(THE PROBLEM): Print all the data, keeping every line exactly as it is.

(Records of labeled points):
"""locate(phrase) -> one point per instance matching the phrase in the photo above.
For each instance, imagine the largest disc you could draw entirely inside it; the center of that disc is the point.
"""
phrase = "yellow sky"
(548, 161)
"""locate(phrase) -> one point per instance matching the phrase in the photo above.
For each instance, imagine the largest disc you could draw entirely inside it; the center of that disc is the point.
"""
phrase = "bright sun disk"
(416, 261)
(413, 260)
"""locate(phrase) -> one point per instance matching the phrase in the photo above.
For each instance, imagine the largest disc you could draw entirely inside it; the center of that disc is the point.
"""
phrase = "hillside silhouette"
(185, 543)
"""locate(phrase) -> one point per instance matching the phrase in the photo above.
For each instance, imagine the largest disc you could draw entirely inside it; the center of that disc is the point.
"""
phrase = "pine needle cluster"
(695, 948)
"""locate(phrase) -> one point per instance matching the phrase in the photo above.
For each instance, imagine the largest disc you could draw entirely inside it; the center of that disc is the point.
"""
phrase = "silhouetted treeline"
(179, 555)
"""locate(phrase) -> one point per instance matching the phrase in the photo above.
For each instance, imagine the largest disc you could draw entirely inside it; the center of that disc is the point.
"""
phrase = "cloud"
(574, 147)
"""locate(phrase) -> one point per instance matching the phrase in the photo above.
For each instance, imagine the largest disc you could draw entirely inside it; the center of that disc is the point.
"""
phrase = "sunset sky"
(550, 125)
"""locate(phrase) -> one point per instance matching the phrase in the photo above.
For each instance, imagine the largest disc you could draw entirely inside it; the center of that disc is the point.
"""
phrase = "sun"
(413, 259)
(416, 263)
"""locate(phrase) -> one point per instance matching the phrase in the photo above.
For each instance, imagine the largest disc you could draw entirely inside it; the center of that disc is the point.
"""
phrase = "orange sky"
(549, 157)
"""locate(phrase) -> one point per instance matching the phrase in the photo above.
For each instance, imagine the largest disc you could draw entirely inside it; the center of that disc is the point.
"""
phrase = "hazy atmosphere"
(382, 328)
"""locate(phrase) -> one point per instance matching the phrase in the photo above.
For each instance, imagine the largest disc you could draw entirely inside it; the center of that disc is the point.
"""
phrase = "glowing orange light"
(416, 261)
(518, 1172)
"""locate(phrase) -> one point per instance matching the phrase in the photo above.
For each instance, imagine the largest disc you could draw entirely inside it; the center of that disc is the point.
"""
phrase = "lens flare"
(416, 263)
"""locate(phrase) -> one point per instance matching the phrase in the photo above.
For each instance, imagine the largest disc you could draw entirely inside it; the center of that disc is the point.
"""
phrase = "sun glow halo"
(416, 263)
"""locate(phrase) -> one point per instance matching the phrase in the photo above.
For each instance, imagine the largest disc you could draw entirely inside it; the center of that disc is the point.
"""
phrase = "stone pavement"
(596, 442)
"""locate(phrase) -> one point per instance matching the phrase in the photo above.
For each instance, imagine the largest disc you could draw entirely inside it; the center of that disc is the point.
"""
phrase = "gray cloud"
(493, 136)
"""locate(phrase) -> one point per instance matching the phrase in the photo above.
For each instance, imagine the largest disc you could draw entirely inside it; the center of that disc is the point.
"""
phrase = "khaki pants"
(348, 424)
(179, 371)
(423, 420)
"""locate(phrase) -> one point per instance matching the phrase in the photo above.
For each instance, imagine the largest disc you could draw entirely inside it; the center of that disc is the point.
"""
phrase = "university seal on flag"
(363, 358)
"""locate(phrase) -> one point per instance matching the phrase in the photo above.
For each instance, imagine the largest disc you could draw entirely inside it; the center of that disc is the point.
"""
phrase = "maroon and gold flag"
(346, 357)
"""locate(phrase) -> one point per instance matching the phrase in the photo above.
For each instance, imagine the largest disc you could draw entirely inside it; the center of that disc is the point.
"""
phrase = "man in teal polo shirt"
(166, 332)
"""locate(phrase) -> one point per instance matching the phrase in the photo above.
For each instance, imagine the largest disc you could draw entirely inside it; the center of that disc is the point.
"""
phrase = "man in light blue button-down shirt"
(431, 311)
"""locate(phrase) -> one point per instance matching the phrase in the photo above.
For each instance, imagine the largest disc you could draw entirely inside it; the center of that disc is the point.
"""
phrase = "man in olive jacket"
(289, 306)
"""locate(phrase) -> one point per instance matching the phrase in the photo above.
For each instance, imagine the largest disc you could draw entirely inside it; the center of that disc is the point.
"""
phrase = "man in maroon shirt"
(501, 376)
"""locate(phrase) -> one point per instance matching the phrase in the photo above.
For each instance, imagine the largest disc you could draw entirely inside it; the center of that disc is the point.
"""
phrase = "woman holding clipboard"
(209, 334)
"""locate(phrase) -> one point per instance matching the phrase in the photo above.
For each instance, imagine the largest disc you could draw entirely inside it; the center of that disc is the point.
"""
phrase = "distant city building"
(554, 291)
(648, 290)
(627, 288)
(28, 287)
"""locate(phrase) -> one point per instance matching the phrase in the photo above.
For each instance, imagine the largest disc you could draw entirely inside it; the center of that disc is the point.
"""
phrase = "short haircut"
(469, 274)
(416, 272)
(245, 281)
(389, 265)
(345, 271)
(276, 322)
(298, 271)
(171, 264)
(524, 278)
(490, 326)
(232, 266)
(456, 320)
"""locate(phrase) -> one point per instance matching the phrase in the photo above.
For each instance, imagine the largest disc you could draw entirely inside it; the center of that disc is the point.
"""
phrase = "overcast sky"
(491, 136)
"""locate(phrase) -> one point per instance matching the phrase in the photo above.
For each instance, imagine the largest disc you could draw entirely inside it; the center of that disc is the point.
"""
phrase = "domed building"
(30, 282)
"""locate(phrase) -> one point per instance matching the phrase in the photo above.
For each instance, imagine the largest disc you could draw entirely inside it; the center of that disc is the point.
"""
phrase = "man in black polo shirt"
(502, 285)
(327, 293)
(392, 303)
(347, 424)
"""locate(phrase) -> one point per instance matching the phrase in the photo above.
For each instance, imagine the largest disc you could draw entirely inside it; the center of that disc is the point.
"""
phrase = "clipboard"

(IN RESPONSE):
"""locate(phrase) -> one point per instance matching the phrase in the photo above.
For each instance, imagine the largest disc you could draw entirely inside it; the center of that disc is the point.
"""
phrase = "yellow sky"
(548, 161)
"""locate(phrase) -> one point per instance matching the phrase in the photo above.
For each instance, imagine the largest disc you could draw entirely inside it; the center of that disc is the point.
"""
phrase = "bright sun disk"
(416, 261)
(413, 260)
"""locate(phrase) -> one point per instance matching the phrase in the photo above.
For each instance, imagine the largest disc you could draw entirely inside it; the center of that disc is the point.
"""
phrase = "hillside silhouette"
(185, 543)
"""locate(phrase) -> one point per instance matching the phrase in the photo above.
For each instance, imagine the largest disc you could draw entirely inside it; the center of that disc is the point.
"""
phrase = "pine needle cluster"
(695, 948)
"""locate(phrase) -> one point per instance matching the phrase in the photo above.
For each instance, imagine the largest disc you could draw entirely inside it; the center of that disc is the point.
"""
phrase = "silhouetted treeline"
(179, 555)
"""locate(phrase) -> one point per instance matching the phrase in the photo above.
For each instance, imagine the largest disc you could draw entirely inside it; the center of that disc is the point.
"""
phrase = "cloud"
(574, 147)
"""locate(phrase) -> one point per instance matching the phrase in the photo above.
For each instance, imagine the largest disc you could draw entirely inside it; the center of that disc is the point.
"""
phrase = "sunset sky"
(550, 125)
"""locate(phrase) -> one point per instance matching the phrase in the photo above.
For each instance, imagine the largest disc you could draw entirely inside it; the center of that disc is the point.
"""
phrase = "sun"
(413, 259)
(416, 263)
"""locate(phrase) -> one point per instance matching the phrase in the photo above.
For each instance, imagine the largest disc you could draw entirely inside it; the center of that disc is the point.
"""
phrase = "orange sky"
(549, 157)
"""locate(phrase) -> one point per instance matching the phrase in the photo above.
For each instance, imagine the largest disc you could draw entirely inside it; the center of that disc is the point.
"""
phrase = "hazy atmosphere"
(382, 328)
"""locate(phrase) -> one point per instance matching the phrase in the photo above.
For each instance, imagine the largest disc you could draw entirely inside it; the center of that disc is the point.
"""
phrase = "glowing orange light"
(416, 261)
(518, 1172)
"""locate(phrase) -> one point per instance matching the phrase in the photo above.
For each instance, imagine the largest disc you could draw entirely inside it; the center of that disc is the point.
"""
phrase = "lens flare"
(416, 263)
"""locate(phrase) -> one point per instance matching the phrase in the photo above.
For each instance, imagine the largest disc you could draw entirely inside it; the center of that disc is the point.
"""
phrase = "sun glow halo"
(416, 263)
"""locate(phrase) -> one point per instance matching the phrase in the photo above.
For each instance, imagine the largest disc you could draw entirely inside it; the center of that disc is the point.
"""
phrase = "stone pavement"
(596, 442)
"""locate(phrase) -> one point per instance matching the phrase in the photo above.
For each instance, imagine the largest disc you could draw entirely inside it; the center of that disc is the point.
"""
phrase = "gray cloud"
(493, 136)
"""locate(phrase) -> one point per instance matching the phrase in the photo above.
For each instance, imagine the largest disc you could draw entirely inside it; the center of that disc is the point.
"""
phrase = "khaki pants"
(348, 424)
(179, 371)
(423, 420)
"""locate(phrase) -> one point per instance matching the phrase in the photo above.
For each instance, imagine the largest disc you could draw entirely inside it; the center of that disc is the point.
"""
phrase = "university seal on flag"
(363, 358)
"""locate(phrase) -> one point per instance matching the phrase in the photo above.
For each instance, imagine the largest disc you could draw entirely inside it; the center of that disc is the point.
"""
phrase = "maroon and gold flag"
(346, 357)
"""locate(phrase) -> one point per instance matching the phrase in the photo above.
For each instance, imagine the largest disc you could draw entirely inside it; the center of that disc is the point.
"""
phrase = "man in teal polo shirt"
(166, 332)
"""locate(phrase) -> one point per instance matching the phrase in the photo above.
For each instance, imagine the largest disc you could draw entirely inside it; the center of that disc is the point.
"""
phrase = "man in light blue button-down shirt"
(431, 311)
"""locate(phrase) -> one point per instance matching the phrase in the photo above.
For each instance, imagine the largest disc you could draw entirely inside it; the center of that disc is the point.
"""
phrase = "man in olive jacket"
(289, 306)
"""locate(phrase) -> one point per instance matching the phrase in the photo above.
For each instance, imagine the largest disc you could draw entirely inside it; the center of that disc is the point.
"""
phrase = "man in maroon shirt"
(501, 376)
"""locate(phrase) -> one point per instance matching the phrase in the photo above.
For each instance, imagine the largest disc you could draw entirely inside it; the center of that disc is the point.
"""
phrase = "woman holding clipboard"
(209, 334)
"""locate(phrase) -> one point per instance matching the phrase in the photo above.
For each instance, imagine the largest disc you could draw entirely inside it; the center of that disc is the point.
"""
phrase = "distant city building"
(554, 291)
(648, 290)
(627, 288)
(28, 287)
"""locate(phrase) -> one point per instance matching the phrase in the photo above.
For each instance, imagine the largest disc you could draw entirely inside it; the center of that disc is the point.
"""
phrase = "short haircut"
(469, 274)
(416, 272)
(245, 281)
(389, 265)
(345, 271)
(276, 322)
(298, 271)
(171, 264)
(524, 278)
(490, 326)
(232, 266)
(456, 320)
"""locate(phrase) -> one point per instance matching the phrase in the photo above.
For each instance, imagine the largest disc you could draw entirely inside it; the center of that disc is the point.
"""
phrase = "overcast sky"
(491, 136)
"""locate(phrase) -> one point per instance matching the phrase in the photo above.
For each instance, imagine the largest disc you could draw entirely inside it; the center of that disc is the point.
"""
phrase = "domed building"
(30, 282)
"""locate(phrase) -> one point per instance matching the phrase in the photo above.
For each instance, imagine the largest disc you could draw entirely inside it; the center of that disc is the point.
"""
phrase = "man in black polo shirt"
(502, 285)
(327, 293)
(392, 303)
(347, 424)
"""locate(phrase) -> one point per instance matching the phrase in the photo above.
For each instance, imagine the largest disc you could draw entirely inside it; the center of that disc is the point.
"""
phrase = "clipboard"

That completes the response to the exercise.